**EXERCÍCIOS**:
**A.** No texto sobre Trump e Powell, que palavra Trump usou para se referir ao último relatório do Fed?
**B.** Transcreva do texto sobre Trump e Powell o trecho que se inicia nas palavras que contêm “As tarifas adotadas” e vai até “alimentos — segue pressionada.”.

**PÁGINA**:
A recente troca de farpas entre Donald Trump e o presidente do Federal Reserve, Jerome Powell, reacendeu uma tensão antiga entre política fiscal e política monetária nos Estados Unidos. Enquanto Trump afirma que o país está “enriquecendo com as tarifas”, Powell mantém cautela e indica que os juros continuarão altos diante de pressões inflacionárias. Mas, para além das declarações inflamadas, o que mostram os dados?

O impacto real das tarifas

As tarifas adotadas ou reforçadas por Trump nos últimos meses — especialmente sobre produtos chineses e setores estratégicos como o aço — são parte de uma agenda protecionista que ele tenta consolidar como bandeira eleitoral. O ex-presidente sustenta que os EUA estão “ganhando” com as tarifas, já que a arrecadação com tributos de importação aumentou e algumas cadeias produtivas nacionais foram reativadas.

No entanto, economistas apontam que esse ganho fiscal não é isento de custos. Parte significativa dessas tarifas é repassada aos consumidores na forma de preços mais altos, especialmente em setores como eletrônicos, alimentos processados e insumos industriais. Relatórios do Fed e de consultorias privadas indicam que a inflação subjacente — que exclui preços voláteis como energia e alimentos — segue pressionada.

Inflação e juros: o dilema do Fed

A resposta de Powell tem sido previsível, dentro do mandato do Federal Reserve: estabilidade de preços e pleno emprego. Diante da perspectiva de que as tarifas possam reaquecer a inflação, o presidente do Fed sinalizou a manutenção das taxas de juros no patamar atual. Na prática, a autoridade monetária quer evitar uma espiral inflacionária alimentada pelo encarecimento de produtos importados e pelo aumento da demanda interna em ano eleitoral.

O último relatório do Fed projeta uma inflação temporariamente mais alta, em função de medidas fiscais expansionistas e da política comercial. A reação de Trump foi imediata: chamou o relatório de “desastre” e voltou a pressionar por cortes nos juros, criticando Powell como “atrasado e errado”.

Quem está com a razão?

Do ponto de vista técnico, ambas as posições têm fundamentos — ainda que seus porta-vozes estejam em lados opostos do espectro político.

Trump aposta na expansão fiscal como motor de crescimento, mesmo sob risco inflacionário. A economia americana, de fato, mostrou resiliência nos últimos trimestres, com crescimento do PIB e queda do desemprego. Mas parte desse desempenho foi sustentada por consumo incentivado, que pode se tornar insustentável se os juros permanecerem elevados por muito tempo.

Já Powell atua dentro de uma lógica ortodoxa: controlar a inflação antes que ela desancore expectativas. Com a experiência dos anos 70 ainda fresca na memória do Fed, a cautela em relação ao afrouxamento monetário é compreensível — especialmente quando há dúvidas sobre os impactos duradouros das tarifas.

**MATERIAL FORNECIDO**:
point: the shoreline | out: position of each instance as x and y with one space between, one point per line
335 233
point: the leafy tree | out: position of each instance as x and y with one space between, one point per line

**RESPOSTAS**:
**A.** Trump chamou o relatório de “desastre”.

**B.**
As tarifas adotadas ou reforçadas por Trump nos últimos meses — especialmente sobre produtos chineses e setores estratégicos como o aço — são parte de uma agenda protecionista que ele tenta consolidar como bandeira eleitoral. O ex-presidente sustenta que os EUA estão “ganhando” com as tarifas, já que a arrecadação com tributos de importação aumentou e algumas cadeias produtivas nacionais foram reativadas.

No entanto, economistas apontam que esse ganho fiscal não é isento de custos. Parte significativa dessas tarifas é repassada aos consumidores na forma de preços mais altos, especialmente em setores como eletrônicos, alimentos processados e insumos industriais. Relatórios do Fed e de consultorias privadas indicam que a inflação subjacente — que exclui preços voláteis como energia e alimentos — segue pressionada.